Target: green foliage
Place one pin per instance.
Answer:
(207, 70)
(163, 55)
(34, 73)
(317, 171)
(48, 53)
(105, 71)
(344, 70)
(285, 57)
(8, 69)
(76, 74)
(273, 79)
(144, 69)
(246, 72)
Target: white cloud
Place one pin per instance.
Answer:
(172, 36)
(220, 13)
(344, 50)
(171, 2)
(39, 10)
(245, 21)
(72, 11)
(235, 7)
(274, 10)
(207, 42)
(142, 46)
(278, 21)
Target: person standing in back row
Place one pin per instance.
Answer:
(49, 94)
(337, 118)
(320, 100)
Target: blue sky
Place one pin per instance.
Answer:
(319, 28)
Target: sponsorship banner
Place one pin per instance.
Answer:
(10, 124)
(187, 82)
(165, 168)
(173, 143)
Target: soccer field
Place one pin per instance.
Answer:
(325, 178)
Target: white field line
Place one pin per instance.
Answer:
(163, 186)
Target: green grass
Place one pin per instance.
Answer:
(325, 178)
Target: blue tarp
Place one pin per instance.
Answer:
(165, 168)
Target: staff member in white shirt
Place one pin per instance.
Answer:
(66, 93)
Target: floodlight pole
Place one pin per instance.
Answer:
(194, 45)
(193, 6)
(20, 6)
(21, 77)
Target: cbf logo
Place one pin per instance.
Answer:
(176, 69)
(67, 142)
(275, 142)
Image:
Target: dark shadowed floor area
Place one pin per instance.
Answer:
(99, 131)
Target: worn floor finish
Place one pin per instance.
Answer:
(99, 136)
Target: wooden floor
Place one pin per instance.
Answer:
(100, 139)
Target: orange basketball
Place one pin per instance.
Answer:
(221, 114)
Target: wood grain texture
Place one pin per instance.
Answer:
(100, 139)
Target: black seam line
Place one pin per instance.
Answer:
#####
_TASK DETAILS_:
Show each line of the records above containing "floor".

_ANSWER FOR THE TASK_:
Target: dark shadowed floor area
Target: worn floor finish
Target: wooden floor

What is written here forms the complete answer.